++++ DOCUMENT SECTION ++++

Author Response File: Author Response.pdf
Reviewer 3 Report
Comments and Suggestions for AuthorsThe manuscript presented a hidden Markov neural network. It is not recommended for acceptance.
1. The paper is almost identical to the authors’ another work “Dynamic Bayesian neural networks” published on arxiv in 2020. The link is: https://arxiv.org/pdf/2004.06963.
2. There have been numerous developments in neural networks with Markov chain and Bayesian neural networks in the past few years. What is the novelty of this work?
3. All cited references are in 2019 or older. As mentioned in (2), the latest developments should be considered and discussed.
4. The explanation in the theoretical is vague and the logic in different parts is hard to follow.
5. The symbols in different sections are inconsistent.
6. In the experiment, how the model selection is conducted?
7. It is suspected whether the accuracy is affected by the statistical variation and the actual performance.
8. The experiment is unconvincing to demonstrate the outperformance of the presented hidden Markov neural network over other existing methods.
Author Response
We thank the reviewer for the time spent on our manuscript. We hope that the revised paper will clarify their concerns. In our report whenever referring to equations and lines we consider the revised manuscript, this should help track the changes.
Comment 1:
The paper is almost identical to the authors’ another work “Dynamic Bayesian neural networks” published on arxiv in 2020. The link is: https://arxiv.org/pdf/2004.06963.
Response 1:
That is actually the same paper and the journal encouraged us to submit it. We have changed the title because we thought ``Dynamic Bayesian Neural Network'', the old title, was misleading. We are in the process of updating our preprint to ensure it is clear that they are the same thing.

++++

EXERCISE:
Reproduce the passage of the peer review exchange verbatim, everything from "2. There have" down to "considered and discussed.".

++++ DATASET ENTRIES ++++

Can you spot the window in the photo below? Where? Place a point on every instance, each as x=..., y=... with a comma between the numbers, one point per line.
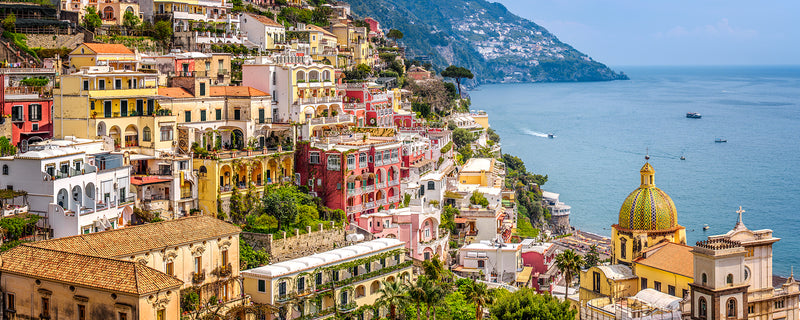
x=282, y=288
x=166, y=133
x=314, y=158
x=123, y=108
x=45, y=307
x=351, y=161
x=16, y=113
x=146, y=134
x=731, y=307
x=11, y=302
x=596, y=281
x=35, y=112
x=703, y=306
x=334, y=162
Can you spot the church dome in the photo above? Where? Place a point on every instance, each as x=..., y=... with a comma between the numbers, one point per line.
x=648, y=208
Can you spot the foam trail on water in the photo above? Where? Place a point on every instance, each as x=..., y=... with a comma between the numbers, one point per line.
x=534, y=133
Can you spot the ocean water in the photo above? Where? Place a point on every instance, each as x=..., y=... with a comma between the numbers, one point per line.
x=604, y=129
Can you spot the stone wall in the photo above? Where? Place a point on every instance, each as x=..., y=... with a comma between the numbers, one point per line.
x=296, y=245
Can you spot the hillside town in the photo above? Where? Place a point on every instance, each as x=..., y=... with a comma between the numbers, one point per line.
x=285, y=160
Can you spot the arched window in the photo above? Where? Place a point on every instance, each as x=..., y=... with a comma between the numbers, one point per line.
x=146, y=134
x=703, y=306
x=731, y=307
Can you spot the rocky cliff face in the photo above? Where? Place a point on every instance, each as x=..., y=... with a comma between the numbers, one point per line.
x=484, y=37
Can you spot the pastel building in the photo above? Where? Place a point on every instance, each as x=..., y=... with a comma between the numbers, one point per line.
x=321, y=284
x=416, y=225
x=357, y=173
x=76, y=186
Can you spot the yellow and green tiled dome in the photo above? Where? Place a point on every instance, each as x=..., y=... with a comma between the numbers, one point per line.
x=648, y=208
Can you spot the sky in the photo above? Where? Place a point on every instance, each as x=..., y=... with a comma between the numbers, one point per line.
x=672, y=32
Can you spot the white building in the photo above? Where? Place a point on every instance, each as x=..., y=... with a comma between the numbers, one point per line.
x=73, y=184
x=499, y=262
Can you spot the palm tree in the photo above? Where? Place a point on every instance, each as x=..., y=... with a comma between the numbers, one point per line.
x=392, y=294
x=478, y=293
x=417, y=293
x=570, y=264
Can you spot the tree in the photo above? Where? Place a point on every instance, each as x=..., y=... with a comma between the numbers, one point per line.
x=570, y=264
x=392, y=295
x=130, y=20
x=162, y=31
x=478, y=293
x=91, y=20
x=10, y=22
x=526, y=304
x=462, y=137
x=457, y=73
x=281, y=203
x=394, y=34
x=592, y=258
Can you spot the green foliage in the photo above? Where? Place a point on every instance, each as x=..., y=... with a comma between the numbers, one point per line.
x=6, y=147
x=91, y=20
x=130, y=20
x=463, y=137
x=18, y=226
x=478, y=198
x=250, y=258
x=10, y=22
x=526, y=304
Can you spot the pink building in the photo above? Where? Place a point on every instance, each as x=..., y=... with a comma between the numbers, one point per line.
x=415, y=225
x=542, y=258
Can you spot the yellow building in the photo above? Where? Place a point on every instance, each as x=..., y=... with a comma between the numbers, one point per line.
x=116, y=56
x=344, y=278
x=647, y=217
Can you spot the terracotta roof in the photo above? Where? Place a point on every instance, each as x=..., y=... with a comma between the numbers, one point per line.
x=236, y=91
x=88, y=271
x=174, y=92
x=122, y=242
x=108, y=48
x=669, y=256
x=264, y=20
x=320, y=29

++++
++++ DATASET ENTRIES ++++

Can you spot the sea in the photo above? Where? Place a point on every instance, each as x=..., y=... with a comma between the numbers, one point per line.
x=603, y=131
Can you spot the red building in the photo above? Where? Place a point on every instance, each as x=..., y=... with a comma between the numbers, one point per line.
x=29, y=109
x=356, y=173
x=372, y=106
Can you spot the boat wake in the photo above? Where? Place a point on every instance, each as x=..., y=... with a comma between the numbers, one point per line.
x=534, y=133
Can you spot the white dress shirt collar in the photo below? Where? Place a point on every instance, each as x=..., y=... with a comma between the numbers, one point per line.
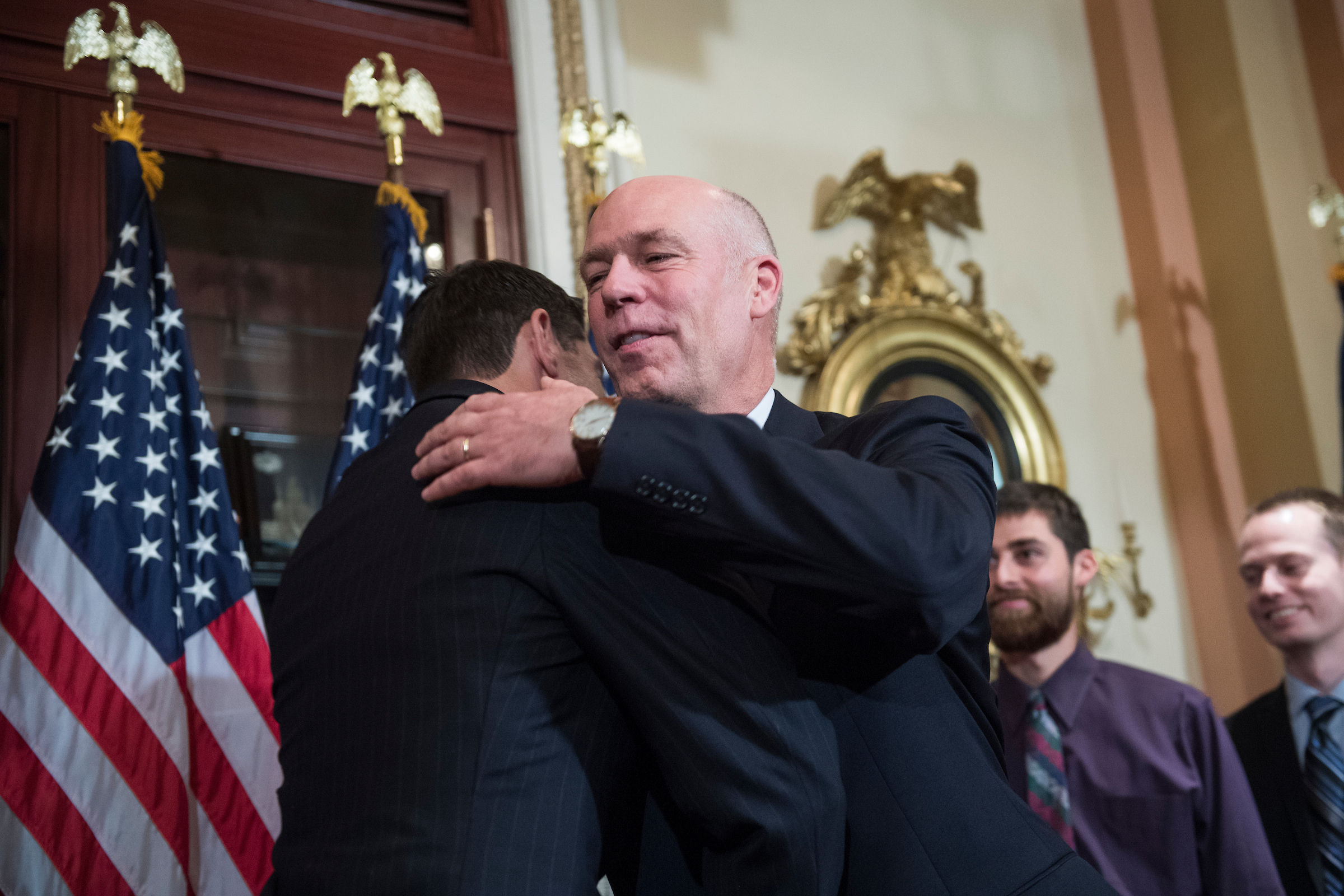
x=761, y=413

++++

OUTPUT FOR THIS TASK:
2. There have been numerous developments in neural networks with Markov chain and Bayesian neural networks in the past few years. What is the novelty of this work?
3. All cited references are in 2019 or older. As mentioned in (2), the latest developments should be considered and discussed.